Instruksi yang Diberikan A
Berdasarkan teks tentang desa, jelaskan mengapa dalam satu wilayah hanya boleh ada Desa atau Desa Adat. Jawab dalam satu sampai tiga kalimat.

Teks Bacaan
──────────

Tentang Desa
Setelah Berlakunya Undang-undang nomor 6 tahun 2014 tentang Desa
telah terjadi kebingungan dalam menginterpretasikan Pasal 6 Undang-Undang
Nomor 6 Tahun 2014 tentang Desa. Apakah maksud dari pembuat undang-undang
untuk memilih antara Desa Dinas dan Desa Adat atau mengakui kedua Desa
tersebut. seperti diketahui Desa Dinas dan Desa Adat di Bali memiliki fungsi yang
berbeda, yaitu Desa Adat menjalankan fungsi adat istiadat dan Desa Dinas
menjalankan fungsi administratif. Permasalahan Pemilihan jenis Desa di Provinsi Bali didasari oleh
adanya ketentuan penjelasan dari Pasal 6 Undang-Undang Nomor 6 Tahun
2014 Tentang Desa, dimana dalam penjelasan Pasal 6 ini disebutkan
Bahwa :
”Ketentuan ini untuk mencegah terjadinya tumpang tindih wilayah,
kewenangan, duplikasi kelembagaan antara Desa dan Desa Adat
dalam 1 (satu) wilayah maka dalam 1 (satu) wilayah hanya terdapat
Desa atau Desa Adat. Untuk yang sudah terjadi tumpang tindih
antara Desa dan Desa Adat dalam 1 (satu) wilayah harus dipilih sal ah
satu jenis Desa sesuai dengan ketentuan Undang-Undang ini”.

──────────

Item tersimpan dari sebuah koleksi
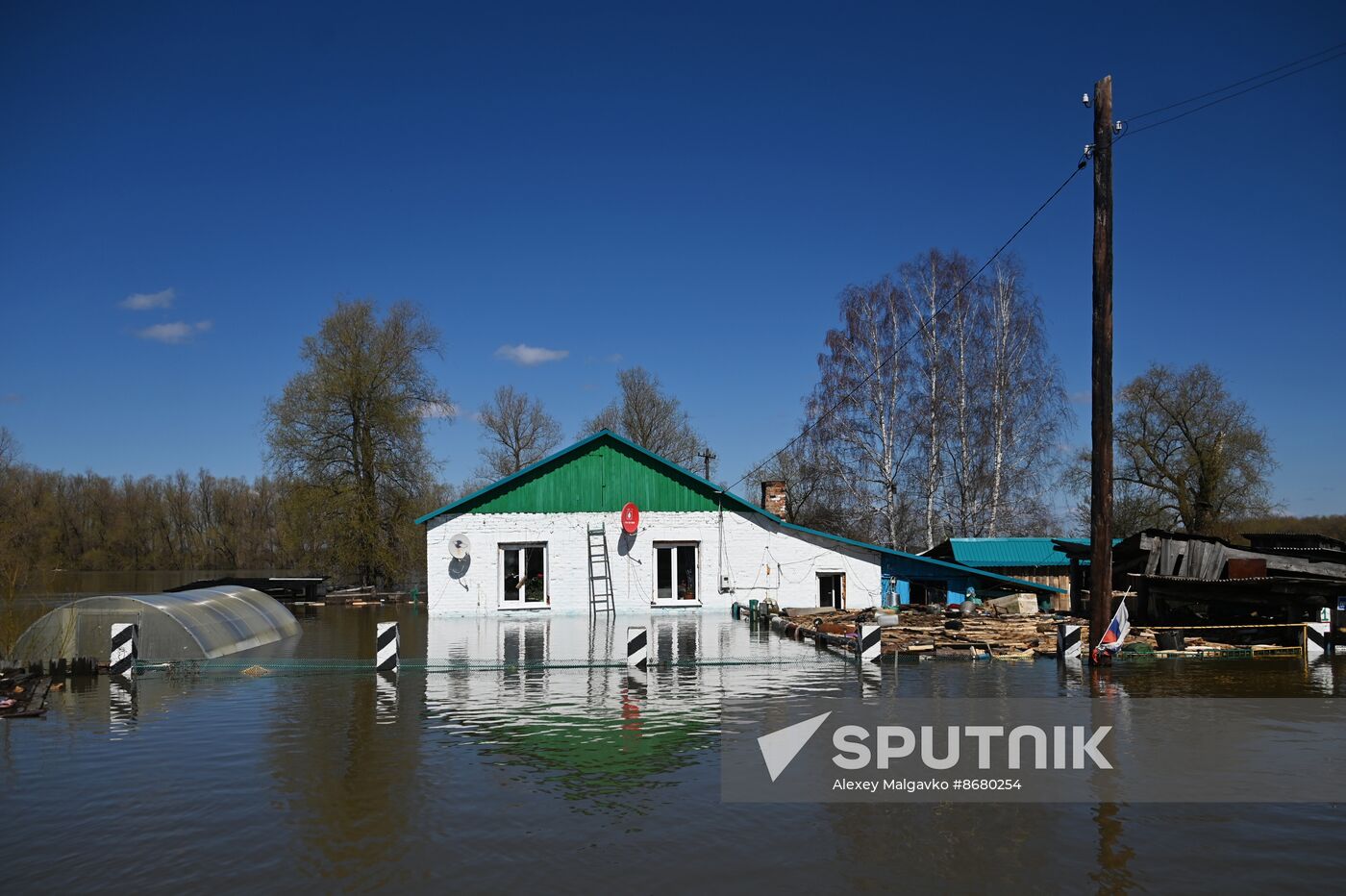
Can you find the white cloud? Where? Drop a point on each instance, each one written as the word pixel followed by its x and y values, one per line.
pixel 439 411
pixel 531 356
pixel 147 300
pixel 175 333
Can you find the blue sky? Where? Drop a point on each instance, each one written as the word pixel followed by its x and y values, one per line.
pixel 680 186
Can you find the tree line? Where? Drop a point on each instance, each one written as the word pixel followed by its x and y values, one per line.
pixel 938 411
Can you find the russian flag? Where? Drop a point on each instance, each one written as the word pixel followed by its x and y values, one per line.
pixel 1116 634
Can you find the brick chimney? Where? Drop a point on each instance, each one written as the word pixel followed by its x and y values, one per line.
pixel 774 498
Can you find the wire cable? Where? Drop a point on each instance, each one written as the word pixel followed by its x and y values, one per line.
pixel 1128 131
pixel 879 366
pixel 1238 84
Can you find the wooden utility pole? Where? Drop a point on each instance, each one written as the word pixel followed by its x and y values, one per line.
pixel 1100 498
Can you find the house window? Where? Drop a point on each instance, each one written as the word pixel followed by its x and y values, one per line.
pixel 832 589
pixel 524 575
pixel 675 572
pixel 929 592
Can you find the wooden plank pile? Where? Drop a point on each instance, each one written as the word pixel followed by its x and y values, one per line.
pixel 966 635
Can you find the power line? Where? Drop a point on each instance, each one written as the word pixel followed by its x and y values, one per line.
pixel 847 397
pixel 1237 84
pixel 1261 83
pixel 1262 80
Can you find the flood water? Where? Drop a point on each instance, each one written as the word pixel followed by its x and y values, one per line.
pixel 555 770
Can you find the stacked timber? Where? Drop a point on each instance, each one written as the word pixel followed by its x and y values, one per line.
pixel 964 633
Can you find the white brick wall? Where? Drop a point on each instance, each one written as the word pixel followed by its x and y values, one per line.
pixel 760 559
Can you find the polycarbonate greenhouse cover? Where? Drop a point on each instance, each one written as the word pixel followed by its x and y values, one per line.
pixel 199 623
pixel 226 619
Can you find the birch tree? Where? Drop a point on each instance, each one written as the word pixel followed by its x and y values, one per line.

──────────

Instruksi yang Diberikan B
Tolong salin ulang entri persis seperti aslinya. Mulailah dari baris entri yang memuat "Can you find the stacked", lalu berhenti setelah baris yang memuat "pixel 226 619".

Jawaban Tugas A
Penjelasan Pasal 6 Undang-Undang Nomor 6 Tahun 2014 menyebutkan bahwa ketentuan itu bertujuan mencegah tumpang tindih wilayah dan kewenangan serta duplikasi kelembagaan antara Desa dan Desa Adat dalam satu wilayah. Karena itu, wilayah yang sudah mengalami tumpang tindih harus memilih salah satu jenis Desa sesuai ketentuan undang-undang tersebut.

Jawaban Tugas B
Can you find the stacked timber? Where? Drop a point on each instance, each one written as the word pixel followed by its x and y values, one per line.
pixel 964 633
Can you find the white brick wall? Where? Drop a point on each instance, each one written as the word pixel followed by its x and y values, one per line.
pixel 760 559
Can you find the polycarbonate greenhouse cover? Where? Drop a point on each instance, each one written as the word pixel followed by its x and y values, one per line.
pixel 199 623
pixel 226 619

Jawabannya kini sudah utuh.